> [Textauszug]

● ● ● ● ●

Im Übrigen stehen noch Charlottenburg-Wilmersdorf (8 E-Autos, 3 bestellt)
und Steglitz-Zehlendorf (6 E-Autos) weiter oben im E-Mobility-Ranking.
Nachholbedarf haben dagegen Pankow und Tempelhof-Schöneberg (je 2 E-Autos),
Lichtenberg (1 Hybrid-Pkw) und Schlusslicht Marzahn-Hellersdorf (denkt über
E-Fahrzeuge nach).
Auch in Sachen E-Autos wird teilweise argumentiert, die Technologie sei
vorläufig ungeeignet: „Elektrofahrzeuge kommen für das Ordnungsamt noch
nicht infrage, da die Kilometerleistung der Akkuzellen nicht
zufriedenstellend ist“, meint der unter anderem für Umwelt und Verkehr
zuständige Bezirksstadtrat von Lichtenberg, Wilfried Nünthel (CDU): „Es
macht keinen Sinn, wenn die Ordnungsamtskräfte aufgrund der hohen
Kilometeranzahl pro Schicht bereits nach einer 1/3- oder ½-Schicht locker
30 Minuten an einer Ladesäule verbringen müssen.“
Und der Sprecher des Neuköllner Bürgermeister Martin Hikel (SPD) teilt mit,
der Einsatz von E-Kraftfahrzeuge sei nicht sinnvoll, wenn „Personal sowie
Material und Baustoffe transportiert werden müssen“. Entweder seien die
Akkus noch zu schwer „oder die Leistungsfähigkeit nicht stark genug“. Das
Neuköllner Grünflächenamt wolle seine E-Flotte aber „nach und nach
vergrößern“ und beobachte die Marktentwicklung.

● ● ● ● ●

> [Bereitgestellte Daten]
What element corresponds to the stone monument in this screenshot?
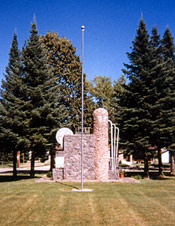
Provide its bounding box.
[93,108,109,181]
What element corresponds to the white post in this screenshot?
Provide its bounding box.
[81,26,85,190]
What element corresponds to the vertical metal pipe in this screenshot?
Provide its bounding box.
[116,127,119,177]
[113,124,116,173]
[81,26,85,190]
[108,120,114,171]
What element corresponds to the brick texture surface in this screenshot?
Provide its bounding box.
[64,134,94,180]
[93,108,109,181]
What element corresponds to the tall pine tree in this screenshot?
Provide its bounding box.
[40,32,94,131]
[0,31,28,176]
[119,18,156,177]
[161,28,175,174]
[22,21,65,177]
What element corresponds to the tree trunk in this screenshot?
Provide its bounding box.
[13,150,17,177]
[30,151,35,178]
[170,151,175,175]
[50,148,54,172]
[144,154,149,179]
[158,148,165,177]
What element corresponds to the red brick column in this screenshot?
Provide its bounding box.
[93,108,108,181]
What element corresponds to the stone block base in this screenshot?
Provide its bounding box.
[52,168,64,180]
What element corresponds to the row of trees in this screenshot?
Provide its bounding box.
[0,18,175,177]
[115,18,175,177]
[0,21,94,177]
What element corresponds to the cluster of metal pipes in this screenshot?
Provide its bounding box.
[108,120,119,174]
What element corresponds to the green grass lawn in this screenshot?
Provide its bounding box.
[0,176,175,226]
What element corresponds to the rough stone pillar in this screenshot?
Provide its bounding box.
[93,108,108,181]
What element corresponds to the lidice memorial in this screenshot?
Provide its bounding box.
[53,108,118,181]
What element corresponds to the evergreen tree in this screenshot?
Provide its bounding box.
[40,32,93,131]
[161,28,175,174]
[22,21,65,177]
[0,32,27,176]
[119,18,152,177]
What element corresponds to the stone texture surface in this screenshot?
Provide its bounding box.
[52,168,64,180]
[64,134,94,180]
[93,108,109,181]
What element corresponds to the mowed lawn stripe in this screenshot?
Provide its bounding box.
[0,179,175,226]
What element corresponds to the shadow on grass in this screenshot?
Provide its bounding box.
[56,181,79,190]
[125,172,175,180]
[0,170,48,183]
[0,175,31,183]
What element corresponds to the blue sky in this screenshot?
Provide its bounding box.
[0,0,175,84]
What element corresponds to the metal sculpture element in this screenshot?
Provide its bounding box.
[56,128,73,148]
[108,120,119,173]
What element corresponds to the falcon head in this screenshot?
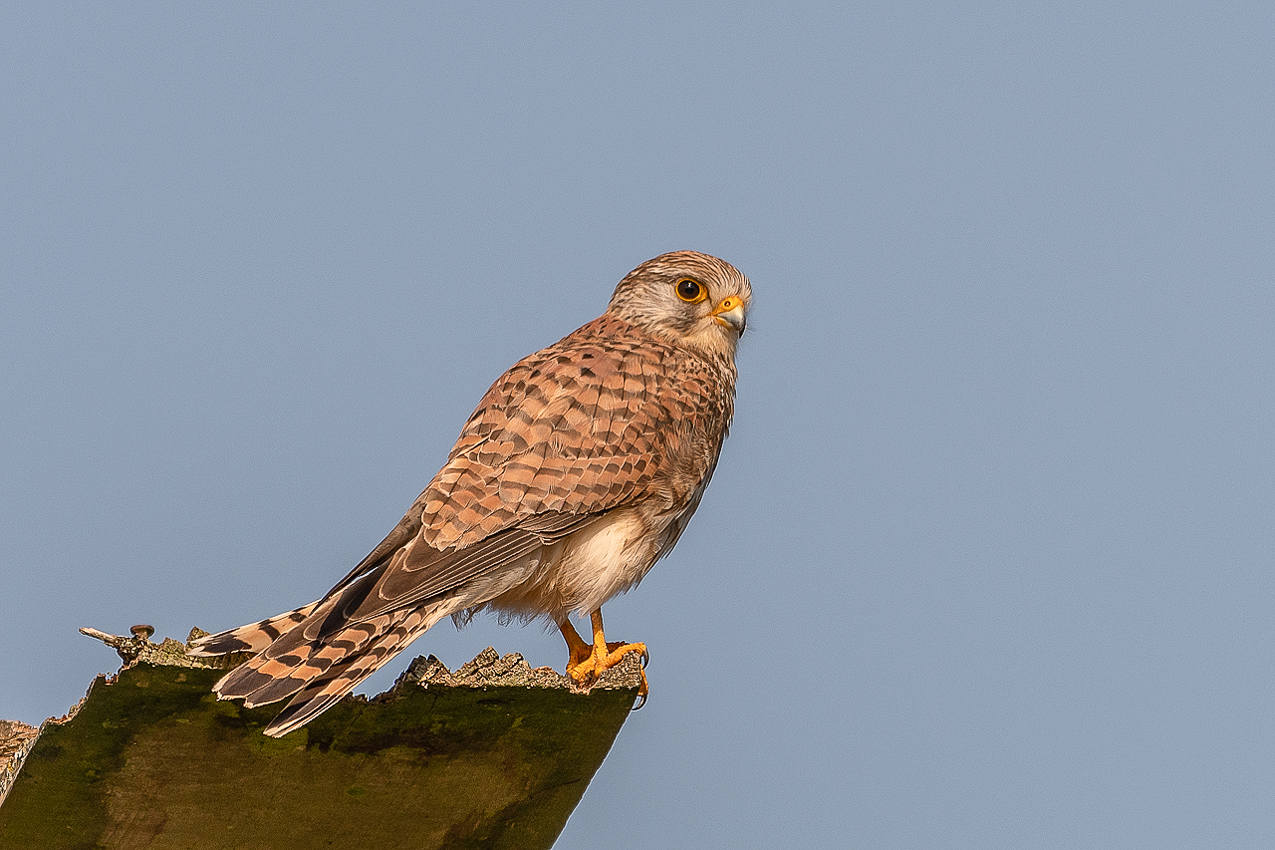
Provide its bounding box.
[607,251,752,361]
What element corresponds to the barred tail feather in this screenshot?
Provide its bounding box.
[189,601,319,658]
[263,610,432,738]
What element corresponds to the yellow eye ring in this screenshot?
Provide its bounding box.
[676,278,709,305]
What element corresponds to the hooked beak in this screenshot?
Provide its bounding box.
[709,296,748,336]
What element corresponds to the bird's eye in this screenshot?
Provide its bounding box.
[677,278,709,305]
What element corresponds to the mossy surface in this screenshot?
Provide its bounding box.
[0,644,636,850]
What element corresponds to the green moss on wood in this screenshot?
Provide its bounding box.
[0,634,636,850]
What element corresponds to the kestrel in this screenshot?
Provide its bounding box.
[193,251,752,737]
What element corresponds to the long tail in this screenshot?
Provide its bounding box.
[189,601,319,656]
[186,600,454,738]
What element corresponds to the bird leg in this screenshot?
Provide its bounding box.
[558,608,649,702]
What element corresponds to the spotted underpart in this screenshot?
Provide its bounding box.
[187,251,751,735]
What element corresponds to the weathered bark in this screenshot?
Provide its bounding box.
[0,630,640,850]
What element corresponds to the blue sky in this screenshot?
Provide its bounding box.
[0,3,1275,847]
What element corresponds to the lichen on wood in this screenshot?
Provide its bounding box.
[0,624,640,850]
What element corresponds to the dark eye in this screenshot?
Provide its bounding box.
[677,278,708,305]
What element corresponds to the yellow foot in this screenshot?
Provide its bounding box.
[558,609,650,711]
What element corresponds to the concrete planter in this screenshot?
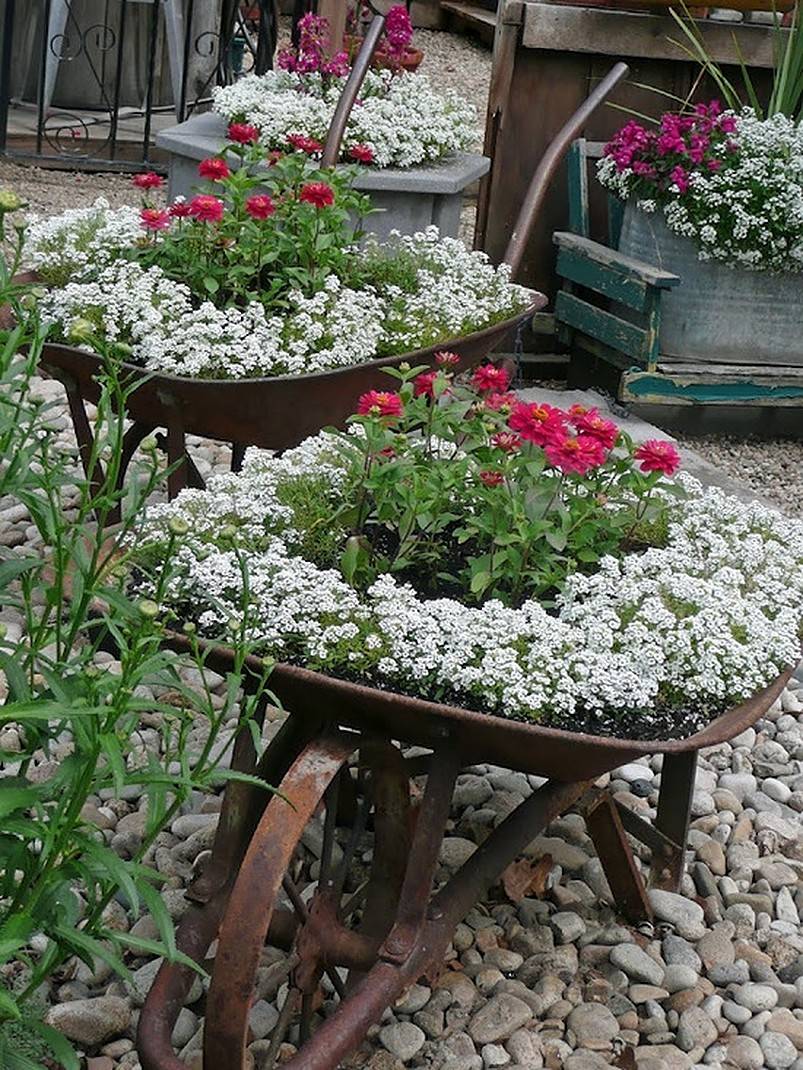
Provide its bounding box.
[156,111,490,239]
[619,203,803,365]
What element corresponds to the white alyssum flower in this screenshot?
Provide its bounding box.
[129,433,803,719]
[213,71,476,167]
[41,227,530,379]
[25,197,142,284]
[597,108,803,272]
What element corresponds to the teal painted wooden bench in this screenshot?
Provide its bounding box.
[554,138,803,406]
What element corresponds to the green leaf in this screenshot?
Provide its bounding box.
[0,987,22,1022]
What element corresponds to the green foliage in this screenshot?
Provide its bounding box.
[327,368,685,606]
[0,198,268,1070]
[669,3,803,120]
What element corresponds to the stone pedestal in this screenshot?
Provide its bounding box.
[156,112,489,240]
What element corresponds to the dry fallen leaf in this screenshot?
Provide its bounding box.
[502,855,552,903]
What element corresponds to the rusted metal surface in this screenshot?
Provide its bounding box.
[41,294,546,505]
[585,792,652,924]
[321,13,384,167]
[650,749,698,891]
[502,63,630,275]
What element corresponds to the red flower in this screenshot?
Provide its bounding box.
[544,434,607,475]
[357,391,405,416]
[435,349,460,368]
[287,134,323,156]
[139,208,171,231]
[299,182,334,208]
[190,194,223,223]
[483,393,516,412]
[633,439,680,475]
[349,144,374,164]
[133,171,165,189]
[412,371,438,398]
[507,401,566,446]
[198,156,231,182]
[490,431,521,454]
[471,364,511,394]
[569,406,619,449]
[245,194,276,219]
[167,200,193,219]
[226,123,259,144]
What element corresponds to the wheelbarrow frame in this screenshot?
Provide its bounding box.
[137,635,792,1070]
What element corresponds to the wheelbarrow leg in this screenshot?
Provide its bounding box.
[585,791,652,924]
[650,750,697,891]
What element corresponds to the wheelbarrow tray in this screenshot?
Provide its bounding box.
[168,633,793,782]
[41,293,546,449]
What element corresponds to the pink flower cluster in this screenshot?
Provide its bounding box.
[605,101,739,200]
[277,13,349,78]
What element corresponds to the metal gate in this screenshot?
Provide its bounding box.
[0,0,278,170]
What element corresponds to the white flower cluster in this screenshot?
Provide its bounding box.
[597,108,803,272]
[129,434,803,719]
[379,227,530,352]
[41,227,529,379]
[213,71,476,167]
[26,197,142,285]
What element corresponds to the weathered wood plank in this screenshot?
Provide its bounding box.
[558,243,647,312]
[524,3,788,68]
[555,230,680,290]
[619,370,803,408]
[555,290,649,362]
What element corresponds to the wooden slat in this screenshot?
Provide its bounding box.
[554,230,680,290]
[619,369,803,408]
[524,3,789,68]
[558,243,647,312]
[566,137,589,238]
[555,290,649,362]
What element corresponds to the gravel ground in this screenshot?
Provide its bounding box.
[680,435,803,517]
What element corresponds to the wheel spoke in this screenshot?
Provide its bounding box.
[263,988,301,1070]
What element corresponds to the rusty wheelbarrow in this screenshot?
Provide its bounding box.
[138,637,791,1070]
[31,16,627,523]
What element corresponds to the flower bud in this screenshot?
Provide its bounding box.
[0,189,22,212]
[167,517,190,535]
[67,317,95,341]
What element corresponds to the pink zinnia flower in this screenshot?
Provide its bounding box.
[357,391,405,416]
[299,182,334,208]
[245,194,276,219]
[633,439,680,475]
[226,123,259,144]
[490,431,521,454]
[349,144,374,164]
[471,364,511,394]
[507,401,566,446]
[198,156,231,182]
[287,134,323,156]
[132,171,165,189]
[483,391,516,412]
[412,371,438,398]
[190,194,223,223]
[569,406,619,449]
[544,434,607,475]
[139,208,171,231]
[480,469,504,487]
[435,349,460,368]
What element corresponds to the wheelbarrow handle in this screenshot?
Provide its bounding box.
[321,15,384,167]
[502,63,630,275]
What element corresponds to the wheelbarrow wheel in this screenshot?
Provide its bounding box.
[203,734,410,1070]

● ● ● ● ●

> [Aufgabenziel 1] Gib für jede der folgenden Aussagen an, ob sie mit dem Text über E-Autos in Berliner Bezirken übereinstimmt, und belege jede Antwort mit den entscheidenden Worten des Textes im genauen Wortlaut. (a) Steglitz-Zehlendorf verfügt über sechs E-Autos. (b) Lichtenberg besitzt zwei E-Autos. (c) Das Neuköllner Grünflächenamt will seine E-Flotte verkleinern.
> [Aufgabenziel 2] Welches Amt hat Wilfried Nünthel laut dem Text über E-Autos in Berliner Bezirken inne?
> [Aufgabenziel 3] Setze den Text über E-Autos in Berliner Bezirken im Anschluss an seinen letzten Satz fort.

> [Endergebnis 1]
(a) Ja: „Steglitz-Zehlendorf (6 E-Autos)“
(b) Nein: „Lichtenberg (1 Hybrid-Pkw)“
(c) Nein: „nach und nach vergrößern“

> [Endergebnis 2] Er ist Bezirksstadtrat von Lichtenberg und unter anderem für Umwelt und Verkehr zuständig.

> [Endergebnis 3]
Möglicherweise kann die Senatsverwaltung hier noch für einheitliche
Bewertungsmaßstäbe sorgen und so die Elektrifizierung der Bezirksämter
befördern. Bei der Finanzierung hilft übrigens das Berliner Programm für
Nachhaltige Entwicklung (BENE) mit einer entsprechenden Förderlinie.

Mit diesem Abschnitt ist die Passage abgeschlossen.